Goal of the exercise:
How many lines in the records contain the word "instance"? Reply with the number alone.

Records provided:

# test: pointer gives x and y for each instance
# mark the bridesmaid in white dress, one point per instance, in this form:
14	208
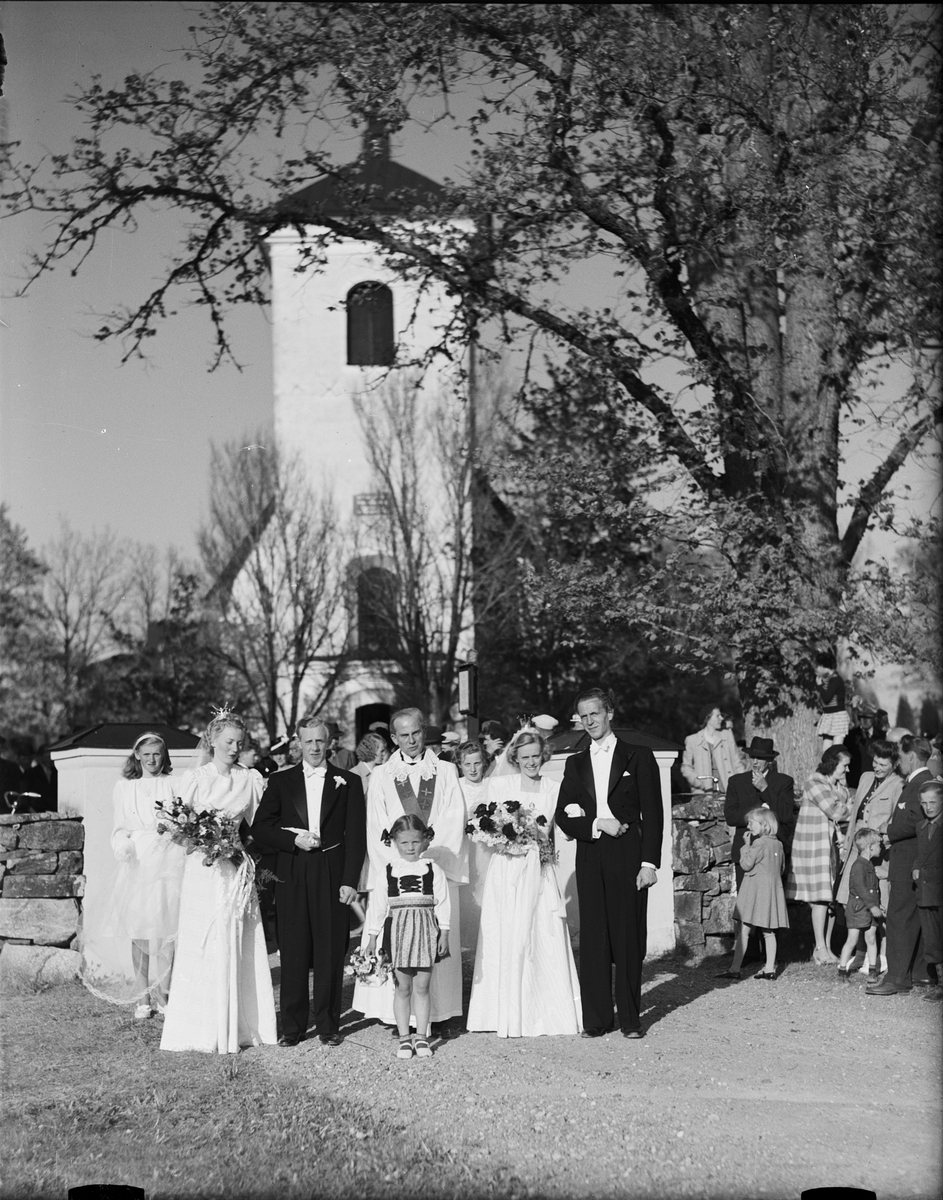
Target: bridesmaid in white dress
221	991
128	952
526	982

==

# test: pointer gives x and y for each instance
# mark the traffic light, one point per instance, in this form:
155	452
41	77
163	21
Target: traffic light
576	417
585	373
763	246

Solved exercise:
4